Prompt
Return every line of the data below that contains the string "blurry". Case counts.
++++++++
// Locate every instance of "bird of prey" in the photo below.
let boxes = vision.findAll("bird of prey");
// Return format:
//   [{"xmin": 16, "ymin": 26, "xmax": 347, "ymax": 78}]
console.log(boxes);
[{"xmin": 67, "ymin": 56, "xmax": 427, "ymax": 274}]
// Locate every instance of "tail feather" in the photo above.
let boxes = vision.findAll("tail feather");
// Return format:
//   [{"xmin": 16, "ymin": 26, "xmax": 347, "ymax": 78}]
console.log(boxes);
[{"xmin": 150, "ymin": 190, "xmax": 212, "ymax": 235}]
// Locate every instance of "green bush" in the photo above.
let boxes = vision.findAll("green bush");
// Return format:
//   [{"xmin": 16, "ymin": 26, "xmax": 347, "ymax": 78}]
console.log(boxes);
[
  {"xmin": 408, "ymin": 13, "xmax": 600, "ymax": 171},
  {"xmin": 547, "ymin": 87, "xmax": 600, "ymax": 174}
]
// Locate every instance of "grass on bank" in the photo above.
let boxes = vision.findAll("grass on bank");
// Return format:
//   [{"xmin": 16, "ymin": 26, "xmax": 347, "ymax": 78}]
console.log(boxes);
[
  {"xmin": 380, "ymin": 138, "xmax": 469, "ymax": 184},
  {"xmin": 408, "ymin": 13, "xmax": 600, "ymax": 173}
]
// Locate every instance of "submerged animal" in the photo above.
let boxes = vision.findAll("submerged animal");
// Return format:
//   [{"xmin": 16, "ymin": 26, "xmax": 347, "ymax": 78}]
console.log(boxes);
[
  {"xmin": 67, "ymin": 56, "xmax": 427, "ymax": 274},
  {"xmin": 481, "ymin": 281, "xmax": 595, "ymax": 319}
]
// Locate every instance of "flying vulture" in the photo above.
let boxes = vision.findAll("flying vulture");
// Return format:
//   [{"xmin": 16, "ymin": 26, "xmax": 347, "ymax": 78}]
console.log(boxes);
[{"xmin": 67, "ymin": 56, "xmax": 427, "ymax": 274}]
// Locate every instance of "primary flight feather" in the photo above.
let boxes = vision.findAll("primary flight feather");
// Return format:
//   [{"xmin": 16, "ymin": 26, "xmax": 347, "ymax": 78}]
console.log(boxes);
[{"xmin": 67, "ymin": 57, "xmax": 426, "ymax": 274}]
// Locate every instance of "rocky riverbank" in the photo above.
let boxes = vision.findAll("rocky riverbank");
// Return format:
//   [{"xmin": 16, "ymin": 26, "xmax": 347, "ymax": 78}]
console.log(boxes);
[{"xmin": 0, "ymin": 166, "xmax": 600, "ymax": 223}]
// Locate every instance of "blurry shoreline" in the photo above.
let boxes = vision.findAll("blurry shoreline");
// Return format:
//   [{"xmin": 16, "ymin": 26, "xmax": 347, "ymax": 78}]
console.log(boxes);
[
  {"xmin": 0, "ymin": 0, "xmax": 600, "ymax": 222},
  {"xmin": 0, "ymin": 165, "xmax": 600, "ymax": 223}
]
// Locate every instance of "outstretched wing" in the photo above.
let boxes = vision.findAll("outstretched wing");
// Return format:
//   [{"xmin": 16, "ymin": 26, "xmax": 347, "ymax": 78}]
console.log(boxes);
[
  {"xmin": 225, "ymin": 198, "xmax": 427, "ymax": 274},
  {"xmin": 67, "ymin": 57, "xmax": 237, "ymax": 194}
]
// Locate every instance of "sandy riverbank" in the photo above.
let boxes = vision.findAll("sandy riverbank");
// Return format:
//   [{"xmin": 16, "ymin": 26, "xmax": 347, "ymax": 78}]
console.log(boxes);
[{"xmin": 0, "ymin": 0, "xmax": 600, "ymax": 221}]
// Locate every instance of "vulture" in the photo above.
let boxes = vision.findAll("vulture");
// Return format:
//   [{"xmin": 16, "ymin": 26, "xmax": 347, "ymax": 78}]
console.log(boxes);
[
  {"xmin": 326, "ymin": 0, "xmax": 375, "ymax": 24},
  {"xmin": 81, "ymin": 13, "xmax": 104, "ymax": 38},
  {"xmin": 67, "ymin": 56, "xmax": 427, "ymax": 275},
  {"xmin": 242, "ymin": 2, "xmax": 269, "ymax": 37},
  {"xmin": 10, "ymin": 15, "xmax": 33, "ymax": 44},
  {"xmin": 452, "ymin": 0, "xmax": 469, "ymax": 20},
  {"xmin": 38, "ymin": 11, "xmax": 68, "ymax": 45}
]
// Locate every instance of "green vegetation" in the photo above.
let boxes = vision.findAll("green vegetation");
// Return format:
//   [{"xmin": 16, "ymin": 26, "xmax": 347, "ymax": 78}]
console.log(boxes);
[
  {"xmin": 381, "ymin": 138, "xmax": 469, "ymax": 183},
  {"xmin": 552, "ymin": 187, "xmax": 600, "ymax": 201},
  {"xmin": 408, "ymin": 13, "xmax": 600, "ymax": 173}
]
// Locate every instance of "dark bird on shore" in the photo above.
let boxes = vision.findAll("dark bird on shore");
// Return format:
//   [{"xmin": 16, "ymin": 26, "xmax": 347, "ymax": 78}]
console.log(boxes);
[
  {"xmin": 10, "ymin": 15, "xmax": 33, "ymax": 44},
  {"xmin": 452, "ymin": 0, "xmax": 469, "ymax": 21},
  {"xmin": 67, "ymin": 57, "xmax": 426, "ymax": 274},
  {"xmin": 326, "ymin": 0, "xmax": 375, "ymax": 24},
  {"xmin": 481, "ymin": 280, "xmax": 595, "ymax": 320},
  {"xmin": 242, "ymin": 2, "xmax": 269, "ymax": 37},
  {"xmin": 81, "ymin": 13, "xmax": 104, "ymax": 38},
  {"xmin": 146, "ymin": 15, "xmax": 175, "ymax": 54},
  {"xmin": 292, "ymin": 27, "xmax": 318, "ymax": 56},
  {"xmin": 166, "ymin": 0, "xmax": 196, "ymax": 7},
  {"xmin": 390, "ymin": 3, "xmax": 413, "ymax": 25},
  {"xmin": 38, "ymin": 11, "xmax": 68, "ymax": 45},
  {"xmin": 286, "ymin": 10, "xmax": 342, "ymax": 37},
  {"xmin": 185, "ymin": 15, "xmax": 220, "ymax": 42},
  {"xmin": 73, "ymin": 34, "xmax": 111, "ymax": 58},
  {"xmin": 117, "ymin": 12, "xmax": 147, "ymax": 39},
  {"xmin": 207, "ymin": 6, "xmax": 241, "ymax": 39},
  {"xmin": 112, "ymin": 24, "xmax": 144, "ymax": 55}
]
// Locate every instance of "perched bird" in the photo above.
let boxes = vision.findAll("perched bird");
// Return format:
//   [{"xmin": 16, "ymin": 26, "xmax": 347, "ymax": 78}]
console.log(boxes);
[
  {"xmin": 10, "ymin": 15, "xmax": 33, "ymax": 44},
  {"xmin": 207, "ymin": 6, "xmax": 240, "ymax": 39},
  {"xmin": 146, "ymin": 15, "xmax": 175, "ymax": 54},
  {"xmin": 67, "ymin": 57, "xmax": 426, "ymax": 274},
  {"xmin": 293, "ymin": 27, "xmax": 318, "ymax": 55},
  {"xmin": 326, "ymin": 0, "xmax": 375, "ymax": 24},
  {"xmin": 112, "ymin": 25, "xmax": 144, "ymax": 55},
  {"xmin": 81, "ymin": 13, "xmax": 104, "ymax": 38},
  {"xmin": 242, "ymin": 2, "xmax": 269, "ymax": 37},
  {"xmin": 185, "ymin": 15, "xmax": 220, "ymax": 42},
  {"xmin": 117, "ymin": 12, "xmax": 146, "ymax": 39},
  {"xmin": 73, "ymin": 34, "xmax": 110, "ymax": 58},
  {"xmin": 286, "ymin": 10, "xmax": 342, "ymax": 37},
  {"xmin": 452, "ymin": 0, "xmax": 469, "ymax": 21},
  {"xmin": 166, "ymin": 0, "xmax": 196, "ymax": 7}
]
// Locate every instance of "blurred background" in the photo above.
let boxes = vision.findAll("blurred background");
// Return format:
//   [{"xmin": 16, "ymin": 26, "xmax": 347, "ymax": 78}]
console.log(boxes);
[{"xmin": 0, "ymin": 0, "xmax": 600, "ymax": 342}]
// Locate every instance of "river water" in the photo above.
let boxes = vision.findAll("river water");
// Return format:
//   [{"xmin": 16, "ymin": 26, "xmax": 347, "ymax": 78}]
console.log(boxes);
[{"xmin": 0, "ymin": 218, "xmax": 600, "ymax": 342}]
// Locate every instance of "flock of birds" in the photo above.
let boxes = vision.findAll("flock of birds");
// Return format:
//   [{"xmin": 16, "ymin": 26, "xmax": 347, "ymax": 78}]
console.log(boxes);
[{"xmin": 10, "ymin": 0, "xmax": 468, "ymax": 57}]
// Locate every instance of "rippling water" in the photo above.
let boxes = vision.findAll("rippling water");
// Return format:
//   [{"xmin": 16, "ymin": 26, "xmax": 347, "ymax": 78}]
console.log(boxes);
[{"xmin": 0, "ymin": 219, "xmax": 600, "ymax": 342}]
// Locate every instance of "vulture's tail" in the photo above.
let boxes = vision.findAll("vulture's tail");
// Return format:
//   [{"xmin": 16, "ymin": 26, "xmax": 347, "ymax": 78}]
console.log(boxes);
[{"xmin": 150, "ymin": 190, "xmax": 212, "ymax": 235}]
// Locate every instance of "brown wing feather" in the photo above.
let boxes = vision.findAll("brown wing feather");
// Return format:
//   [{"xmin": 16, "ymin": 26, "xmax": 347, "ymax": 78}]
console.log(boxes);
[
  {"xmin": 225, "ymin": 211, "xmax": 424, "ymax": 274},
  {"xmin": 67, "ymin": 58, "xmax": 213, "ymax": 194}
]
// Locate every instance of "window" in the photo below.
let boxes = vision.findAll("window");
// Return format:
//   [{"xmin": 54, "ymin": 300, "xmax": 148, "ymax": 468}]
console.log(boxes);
++++++++
Written answer
// Locate every instance of "blurry shoreline" in the photo above.
let boxes = vision.findAll("blurry shoreline");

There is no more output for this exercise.